(Natural-language object grounding data)
»»
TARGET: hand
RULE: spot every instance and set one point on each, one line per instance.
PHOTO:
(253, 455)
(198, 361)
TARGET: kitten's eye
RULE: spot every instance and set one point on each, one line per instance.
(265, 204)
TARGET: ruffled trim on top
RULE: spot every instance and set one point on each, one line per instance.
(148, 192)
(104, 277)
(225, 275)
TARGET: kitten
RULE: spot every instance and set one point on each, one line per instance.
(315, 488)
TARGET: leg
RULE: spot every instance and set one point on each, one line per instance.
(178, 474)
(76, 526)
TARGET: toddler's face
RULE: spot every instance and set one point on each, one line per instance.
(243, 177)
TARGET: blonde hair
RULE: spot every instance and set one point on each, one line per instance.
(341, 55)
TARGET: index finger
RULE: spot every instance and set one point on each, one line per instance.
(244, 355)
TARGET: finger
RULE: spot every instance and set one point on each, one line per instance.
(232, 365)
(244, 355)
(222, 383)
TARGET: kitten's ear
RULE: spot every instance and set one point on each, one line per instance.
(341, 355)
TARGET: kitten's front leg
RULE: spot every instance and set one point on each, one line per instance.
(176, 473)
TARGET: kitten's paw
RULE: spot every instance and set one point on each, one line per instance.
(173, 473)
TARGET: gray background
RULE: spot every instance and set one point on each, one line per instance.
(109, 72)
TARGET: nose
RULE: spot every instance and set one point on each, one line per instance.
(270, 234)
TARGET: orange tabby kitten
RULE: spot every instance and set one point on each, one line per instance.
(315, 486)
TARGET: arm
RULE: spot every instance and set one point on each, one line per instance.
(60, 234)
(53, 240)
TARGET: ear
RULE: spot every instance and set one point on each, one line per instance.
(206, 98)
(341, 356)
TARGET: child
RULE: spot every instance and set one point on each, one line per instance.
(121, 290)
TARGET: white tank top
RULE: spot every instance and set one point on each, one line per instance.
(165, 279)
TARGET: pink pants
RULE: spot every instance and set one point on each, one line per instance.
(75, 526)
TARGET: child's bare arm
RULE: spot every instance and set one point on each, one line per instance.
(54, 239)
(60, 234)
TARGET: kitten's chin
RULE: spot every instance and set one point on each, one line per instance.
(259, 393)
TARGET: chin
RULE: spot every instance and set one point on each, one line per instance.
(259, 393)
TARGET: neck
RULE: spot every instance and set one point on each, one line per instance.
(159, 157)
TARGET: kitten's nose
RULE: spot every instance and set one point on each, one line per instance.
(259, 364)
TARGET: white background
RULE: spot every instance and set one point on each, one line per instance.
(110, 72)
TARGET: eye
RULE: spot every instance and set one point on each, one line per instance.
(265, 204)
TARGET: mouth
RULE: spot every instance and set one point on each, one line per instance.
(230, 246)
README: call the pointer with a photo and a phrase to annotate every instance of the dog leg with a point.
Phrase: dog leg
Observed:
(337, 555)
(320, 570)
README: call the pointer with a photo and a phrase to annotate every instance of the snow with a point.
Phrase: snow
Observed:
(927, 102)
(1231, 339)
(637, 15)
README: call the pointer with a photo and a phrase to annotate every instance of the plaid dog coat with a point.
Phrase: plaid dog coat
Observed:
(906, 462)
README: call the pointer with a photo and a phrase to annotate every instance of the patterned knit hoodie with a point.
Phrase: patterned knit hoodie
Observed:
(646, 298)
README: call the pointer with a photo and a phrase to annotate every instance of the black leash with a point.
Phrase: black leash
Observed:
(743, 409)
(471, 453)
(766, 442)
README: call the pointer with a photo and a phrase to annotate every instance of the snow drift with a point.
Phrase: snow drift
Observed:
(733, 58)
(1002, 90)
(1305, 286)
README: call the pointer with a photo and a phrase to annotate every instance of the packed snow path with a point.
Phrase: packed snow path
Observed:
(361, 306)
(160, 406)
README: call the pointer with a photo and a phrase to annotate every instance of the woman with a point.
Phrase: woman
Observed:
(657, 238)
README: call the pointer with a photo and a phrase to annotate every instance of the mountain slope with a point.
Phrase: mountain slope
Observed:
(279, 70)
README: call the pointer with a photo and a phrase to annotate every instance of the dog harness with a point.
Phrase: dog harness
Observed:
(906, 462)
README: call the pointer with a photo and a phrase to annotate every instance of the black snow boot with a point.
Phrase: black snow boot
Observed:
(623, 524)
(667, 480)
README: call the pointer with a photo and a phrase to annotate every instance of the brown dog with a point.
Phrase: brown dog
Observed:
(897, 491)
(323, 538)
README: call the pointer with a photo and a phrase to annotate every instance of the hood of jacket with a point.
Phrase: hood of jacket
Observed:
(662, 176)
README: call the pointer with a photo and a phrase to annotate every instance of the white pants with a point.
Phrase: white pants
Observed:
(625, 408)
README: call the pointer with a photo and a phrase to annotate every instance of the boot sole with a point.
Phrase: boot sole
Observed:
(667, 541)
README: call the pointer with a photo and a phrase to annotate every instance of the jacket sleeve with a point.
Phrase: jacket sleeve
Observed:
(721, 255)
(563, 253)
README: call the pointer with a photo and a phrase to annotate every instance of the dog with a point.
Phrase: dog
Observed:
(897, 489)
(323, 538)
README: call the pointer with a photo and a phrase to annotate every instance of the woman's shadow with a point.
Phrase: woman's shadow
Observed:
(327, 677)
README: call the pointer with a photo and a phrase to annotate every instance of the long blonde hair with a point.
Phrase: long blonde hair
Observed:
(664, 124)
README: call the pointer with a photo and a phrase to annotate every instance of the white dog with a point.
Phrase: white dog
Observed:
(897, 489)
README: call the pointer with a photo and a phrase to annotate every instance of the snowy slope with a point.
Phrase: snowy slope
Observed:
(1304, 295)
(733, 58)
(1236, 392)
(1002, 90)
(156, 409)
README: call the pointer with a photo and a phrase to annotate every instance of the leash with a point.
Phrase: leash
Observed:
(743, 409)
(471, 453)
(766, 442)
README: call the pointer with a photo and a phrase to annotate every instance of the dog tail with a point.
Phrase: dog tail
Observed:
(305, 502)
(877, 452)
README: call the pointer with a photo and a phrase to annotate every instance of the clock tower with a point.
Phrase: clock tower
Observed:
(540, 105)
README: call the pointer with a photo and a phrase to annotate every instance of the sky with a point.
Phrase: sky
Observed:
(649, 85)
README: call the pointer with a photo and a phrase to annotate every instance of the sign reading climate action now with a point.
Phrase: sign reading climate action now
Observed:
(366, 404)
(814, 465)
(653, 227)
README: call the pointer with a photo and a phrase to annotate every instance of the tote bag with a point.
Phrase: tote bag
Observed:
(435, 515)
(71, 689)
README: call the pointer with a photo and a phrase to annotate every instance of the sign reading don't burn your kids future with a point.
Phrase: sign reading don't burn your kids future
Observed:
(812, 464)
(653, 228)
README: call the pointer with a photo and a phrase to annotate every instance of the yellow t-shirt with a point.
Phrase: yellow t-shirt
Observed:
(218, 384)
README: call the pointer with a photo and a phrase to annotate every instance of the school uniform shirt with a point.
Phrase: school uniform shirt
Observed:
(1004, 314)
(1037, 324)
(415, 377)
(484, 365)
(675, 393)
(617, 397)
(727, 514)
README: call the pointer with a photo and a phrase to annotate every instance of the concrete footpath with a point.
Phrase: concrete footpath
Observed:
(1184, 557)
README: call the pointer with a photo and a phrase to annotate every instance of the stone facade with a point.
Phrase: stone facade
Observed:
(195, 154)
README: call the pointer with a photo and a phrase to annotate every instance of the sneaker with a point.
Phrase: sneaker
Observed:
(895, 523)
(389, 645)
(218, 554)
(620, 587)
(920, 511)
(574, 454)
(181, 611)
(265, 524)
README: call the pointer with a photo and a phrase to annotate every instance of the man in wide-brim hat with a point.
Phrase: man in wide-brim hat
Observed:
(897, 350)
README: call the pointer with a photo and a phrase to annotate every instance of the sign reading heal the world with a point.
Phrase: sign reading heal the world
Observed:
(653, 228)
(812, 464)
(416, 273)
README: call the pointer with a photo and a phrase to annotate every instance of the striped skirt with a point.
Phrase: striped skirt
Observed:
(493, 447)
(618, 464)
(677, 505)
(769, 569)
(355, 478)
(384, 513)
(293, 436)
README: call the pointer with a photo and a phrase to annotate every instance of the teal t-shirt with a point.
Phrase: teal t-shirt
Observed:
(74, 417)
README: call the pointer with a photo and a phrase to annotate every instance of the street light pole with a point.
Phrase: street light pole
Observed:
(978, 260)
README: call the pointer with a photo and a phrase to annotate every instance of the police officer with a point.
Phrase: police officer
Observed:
««
Using the entries above, work out the number of lines containing the string "knit", and supply only that number.

Answer area → 2